- _EXERCISE DIRECTIONS_
Restate the data below word for word, omitting pictures.

### ENTRIES SHOWN ###

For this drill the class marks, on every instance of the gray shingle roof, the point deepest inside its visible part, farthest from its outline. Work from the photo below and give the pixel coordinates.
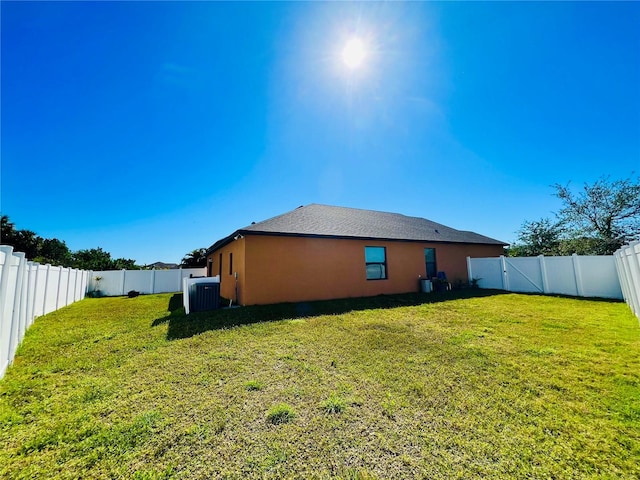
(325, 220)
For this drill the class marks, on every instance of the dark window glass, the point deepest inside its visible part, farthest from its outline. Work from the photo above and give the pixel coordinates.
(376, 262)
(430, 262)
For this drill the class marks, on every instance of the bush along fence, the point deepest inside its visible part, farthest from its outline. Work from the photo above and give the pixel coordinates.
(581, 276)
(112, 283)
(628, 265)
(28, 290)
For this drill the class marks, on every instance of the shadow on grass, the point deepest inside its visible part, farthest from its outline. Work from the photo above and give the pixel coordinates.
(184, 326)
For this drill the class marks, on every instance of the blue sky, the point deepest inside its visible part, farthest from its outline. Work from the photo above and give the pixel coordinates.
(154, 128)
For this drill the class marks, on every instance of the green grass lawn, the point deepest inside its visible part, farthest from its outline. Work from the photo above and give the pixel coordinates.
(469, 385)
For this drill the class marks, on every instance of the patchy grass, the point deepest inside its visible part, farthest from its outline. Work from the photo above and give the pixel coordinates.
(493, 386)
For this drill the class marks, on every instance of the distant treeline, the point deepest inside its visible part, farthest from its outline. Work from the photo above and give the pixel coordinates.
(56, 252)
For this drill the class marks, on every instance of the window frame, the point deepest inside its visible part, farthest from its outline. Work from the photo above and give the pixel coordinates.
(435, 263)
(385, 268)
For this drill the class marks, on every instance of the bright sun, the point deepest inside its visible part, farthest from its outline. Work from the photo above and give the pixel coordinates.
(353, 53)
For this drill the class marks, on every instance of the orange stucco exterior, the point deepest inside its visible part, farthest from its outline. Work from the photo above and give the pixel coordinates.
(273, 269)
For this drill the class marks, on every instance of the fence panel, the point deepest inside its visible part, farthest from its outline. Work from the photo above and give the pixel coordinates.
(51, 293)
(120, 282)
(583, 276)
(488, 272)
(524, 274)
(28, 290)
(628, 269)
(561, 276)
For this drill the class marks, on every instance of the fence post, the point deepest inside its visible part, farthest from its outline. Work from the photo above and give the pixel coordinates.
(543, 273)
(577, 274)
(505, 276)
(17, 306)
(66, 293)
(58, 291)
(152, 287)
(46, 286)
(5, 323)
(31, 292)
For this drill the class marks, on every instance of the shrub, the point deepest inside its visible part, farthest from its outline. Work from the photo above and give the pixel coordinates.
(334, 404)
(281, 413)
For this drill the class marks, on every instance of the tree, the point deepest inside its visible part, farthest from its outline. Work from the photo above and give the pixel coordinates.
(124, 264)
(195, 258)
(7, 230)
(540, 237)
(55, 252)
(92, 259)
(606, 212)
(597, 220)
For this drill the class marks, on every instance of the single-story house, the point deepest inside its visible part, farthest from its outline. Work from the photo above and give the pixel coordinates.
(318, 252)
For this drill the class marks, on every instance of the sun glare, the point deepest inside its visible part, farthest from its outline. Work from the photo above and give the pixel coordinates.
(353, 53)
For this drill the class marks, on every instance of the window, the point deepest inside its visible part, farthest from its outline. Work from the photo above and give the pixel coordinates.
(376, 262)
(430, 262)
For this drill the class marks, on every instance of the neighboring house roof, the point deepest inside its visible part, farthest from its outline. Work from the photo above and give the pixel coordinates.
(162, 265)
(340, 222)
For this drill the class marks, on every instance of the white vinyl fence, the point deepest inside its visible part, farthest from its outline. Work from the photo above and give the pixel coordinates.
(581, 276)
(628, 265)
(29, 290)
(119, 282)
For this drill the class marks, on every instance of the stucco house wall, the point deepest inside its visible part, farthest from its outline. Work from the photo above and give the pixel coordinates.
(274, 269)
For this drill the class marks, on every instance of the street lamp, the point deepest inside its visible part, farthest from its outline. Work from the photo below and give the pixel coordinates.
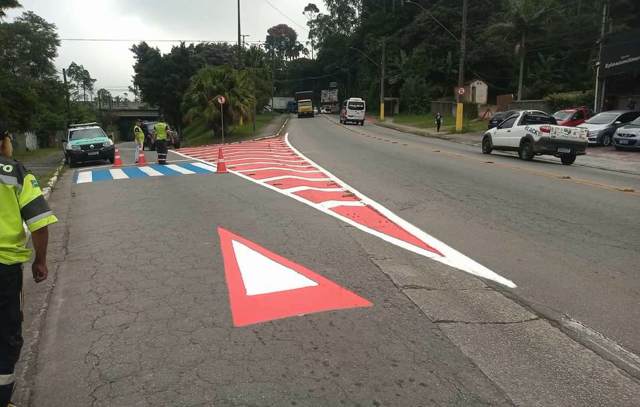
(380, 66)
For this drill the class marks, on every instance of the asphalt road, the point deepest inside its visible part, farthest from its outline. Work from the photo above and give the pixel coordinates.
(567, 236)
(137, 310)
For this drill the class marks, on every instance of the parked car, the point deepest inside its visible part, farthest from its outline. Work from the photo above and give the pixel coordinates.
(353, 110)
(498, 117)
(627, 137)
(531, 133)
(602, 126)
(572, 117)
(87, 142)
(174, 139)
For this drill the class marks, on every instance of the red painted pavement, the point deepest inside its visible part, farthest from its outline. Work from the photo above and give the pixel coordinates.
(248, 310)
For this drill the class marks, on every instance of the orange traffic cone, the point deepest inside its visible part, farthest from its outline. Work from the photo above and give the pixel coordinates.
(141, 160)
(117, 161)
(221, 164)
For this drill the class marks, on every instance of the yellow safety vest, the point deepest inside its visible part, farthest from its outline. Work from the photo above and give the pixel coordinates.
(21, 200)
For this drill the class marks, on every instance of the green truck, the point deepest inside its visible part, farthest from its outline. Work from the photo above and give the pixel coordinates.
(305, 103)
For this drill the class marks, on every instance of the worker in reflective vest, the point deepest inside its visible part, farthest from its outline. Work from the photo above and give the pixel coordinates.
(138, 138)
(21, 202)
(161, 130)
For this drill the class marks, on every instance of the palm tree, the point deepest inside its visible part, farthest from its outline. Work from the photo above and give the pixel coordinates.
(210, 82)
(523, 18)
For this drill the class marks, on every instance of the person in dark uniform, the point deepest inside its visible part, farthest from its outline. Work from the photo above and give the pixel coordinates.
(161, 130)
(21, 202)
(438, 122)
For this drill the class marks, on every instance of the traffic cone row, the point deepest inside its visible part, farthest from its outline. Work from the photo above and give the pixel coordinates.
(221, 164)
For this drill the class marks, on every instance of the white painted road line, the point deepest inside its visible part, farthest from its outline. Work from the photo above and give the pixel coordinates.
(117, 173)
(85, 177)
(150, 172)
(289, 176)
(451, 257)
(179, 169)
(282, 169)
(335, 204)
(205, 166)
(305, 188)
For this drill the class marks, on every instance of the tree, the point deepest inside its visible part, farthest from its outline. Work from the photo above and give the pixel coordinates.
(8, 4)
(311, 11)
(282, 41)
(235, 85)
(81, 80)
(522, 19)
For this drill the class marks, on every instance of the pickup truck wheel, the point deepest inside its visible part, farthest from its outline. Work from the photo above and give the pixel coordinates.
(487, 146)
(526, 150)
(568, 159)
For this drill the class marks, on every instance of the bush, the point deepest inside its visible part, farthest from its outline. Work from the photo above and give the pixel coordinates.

###

- _ANSWER SECTION_
For this drill the class marks, on every instance of the gray shingle roof, the point deepest inside its visible part, farthest from its outline. Work from the photo below and give the pixel coordinates.
(325, 220)
For this drill the class marks, on every instance of the dark window glass, the point deepest inside its visible part, farthest from its outline. Work from the photo above and give the pixel coordinates.
(376, 262)
(430, 262)
For this drill the class marks, on every instance of the bush along fence, the point deepest inside its visible part, farthest from its outline. Work from the photo above and give the pixel coordinates.
(581, 276)
(112, 283)
(628, 265)
(28, 290)
For this drill the class marks, on every instance of the shadow on grass, the point deepest inside its visible part, farthest from its outline. Work from the photo above and give the pixel coordinates.
(184, 326)
For this drill the class marks, on every instance of the blue sky, the point deepest inside its visible part, farthest from its outline. Work from the photo above and give the pixel coordinates.
(154, 128)
For this drill the class marks, on every instance of the green grass lawn, the point deepest inside its visible part, farthest from its outline. Work from the photo above and give the pixel coordinates.
(469, 385)
For this drill the class marks, on every instance of the patchy grass, the point deepest inside its visible part, farthest from its outline. Work from the photo above and give the pixel coordinates.
(493, 386)
For this drill the class marks, on every instance of the distant treeline, the point deepest inside its visible part, farthest from its outline. Work from the photo above and give the pixel coordinates.
(56, 252)
For this drill the class marks, on every instance of the window frame, the point deepest inside its visible part, farthest from its outline. Work from the photo above and give the pixel coordinates.
(435, 263)
(385, 268)
For this drill the class marks, on every instance of the bright sun, the point deepest inside its visible part, farthest from its outline. Work from the photo above and give the pixel coordinates.
(353, 53)
For this drill the class marks, on every instance of the orange stucco exterior, the point deepest inside its visible part, farthest from its outline. Work from the photo above and give the pixel coordinates.
(273, 269)
For this drill the class marks, on every instance of the fence panel, the point deepest inside its visible part, farthest from its outline. Work from the photo above and give the pixel coordinates.
(51, 293)
(120, 282)
(583, 276)
(488, 272)
(524, 274)
(28, 290)
(628, 269)
(561, 276)
For this drill the class marks, on every instance of the fence post, the point deepest inside its visible part, farthest from its outline. Work from the photo above and give the pixel coordinates.
(543, 273)
(577, 274)
(505, 276)
(17, 306)
(66, 293)
(58, 291)
(152, 287)
(46, 286)
(5, 323)
(31, 292)
For this drill the class marks, on every instance of the shrub, the point deepest inside its visible part, farthest from its outline. Work from the photo above and give the pixel coordinates.
(334, 404)
(281, 413)
For this drill the class marks, on every instance of the tree, the point deepest inside its visible part, farthest from its outline. Work from the photo above and give the pixel coordinates.
(124, 264)
(195, 258)
(7, 230)
(540, 237)
(55, 252)
(92, 259)
(606, 212)
(597, 220)
For this drill the class marks, on every instance of the single-story house, the point deepest inside its visible part, farthest from its outline. Work from the photo above and give the pixel coordinates.
(318, 252)
For this drill the class marks, on every instance of the sun glare, the point deepest inside its visible part, farthest from its outline. Work from the photo above and give the pixel coordinates.
(353, 53)
For this drill the class marks, on every instance of the window, the point deepest inside its visible part, farthest from its outline. Work from the photo above and give the pixel coordinates.
(376, 262)
(430, 262)
For this drill the class marks, on every instance of the neighboring house roof, the point deepest inside its visible part, farthest from its outline. Work from the photo above and give the pixel coordinates.
(162, 265)
(340, 222)
For this drill the class marks, on every instance of the white vinyl fence, the point deepest inside its visible part, farthest from its outline. Work from the photo above and give the pixel coordinates.
(581, 276)
(628, 265)
(29, 290)
(119, 282)
For this drill the class marks, on every instance of the stucco house wall, the point deepest inside its visible part, farthest from its outline. Work from the photo above and give the pixel coordinates.
(274, 269)
For this drill the class marks, on every instance of the street lamp, the point deepest inside its visible part, farthest from its outline. Work from the photo below and give the pixel coordinates.
(380, 66)
For this drill the class marks, on every instance of the asphalt road, the point deepest inside its visible part, farthest from its outline. Work from the photo above and give the pixel coordinates.
(567, 236)
(137, 310)
For this drill the class marks, on every instance of the parked car, the point deepest inside its visible part, farthest from its outline. Work from the photo above and give the pixel coordinates.
(353, 110)
(498, 117)
(627, 137)
(531, 133)
(602, 126)
(572, 117)
(87, 142)
(174, 139)
For this drill the class marks, on every instance of the red painted pavement, the point deepest inside its visible part, farthest from its outline. Work from the photo above and give the pixel coordinates.
(248, 310)
For this drill the class marks, on every instance of the orange traffic cone, the point deepest inside its visible part, farthest from its outline. Work from the photo above and give the pixel coordinates.
(141, 160)
(117, 161)
(221, 164)
For this drill the class marks, on every instance of the yellow safety vest, the point deepest inside its visible part, farthest from its outline. Work from the photo above and give the pixel coordinates.
(21, 200)
For this drill the class marks, on every instance of the green truck, the point deepest inside its visible part, farthest from its outline. Work from the photo above and give the pixel coordinates.
(305, 103)
For this drill the class marks, on every instance of the worker in reflective vest, the point deepest inside its visible part, farthest from its outline. Work from the photo above and give the pixel coordinates.
(138, 138)
(21, 202)
(161, 130)
For this drill the class marks, on every instance of the palm tree, the point deepest inside its visible part, farthest from its outline. Work from the photo above and give the pixel coordinates.
(210, 82)
(523, 18)
For this drill the class marks, on every instance of the person in dark uniform, the point deepest inside its visible part, farthest from its outline. Work from the photo above and give the pixel coordinates.
(161, 130)
(21, 202)
(438, 122)
For this drill the class marks, on every instance of the traffic cone row, the point deepest inside its visible part, farthest from its outline. Work from the photo above and give the pixel coordinates.
(221, 164)
For this drill the class marks, on every instance of the white painted road line, the point deepest inside its visible part, farthest from its outline. Work from the photo above and give the pixel coordinates.
(117, 173)
(85, 177)
(150, 172)
(289, 176)
(451, 257)
(179, 169)
(282, 169)
(335, 204)
(205, 166)
(305, 188)
For this drill the class marks, on every instance of the tree, the point deepest inside its visible part, farthest from its outline. Work from the photo above and give the pixel coordinates.
(8, 4)
(311, 11)
(282, 41)
(235, 85)
(81, 80)
(522, 19)
For this drill the class marks, on every instance of the pickup truck wheel, the point deepest inside its visible part, farthest from its outline. Work from the photo above and give the pixel coordinates.
(487, 146)
(526, 150)
(568, 159)
For this drill the class marks, on every instance of the bush, the point deepest inside its visible part, farthest from its outline. Work from the photo above and give the pixel coordinates.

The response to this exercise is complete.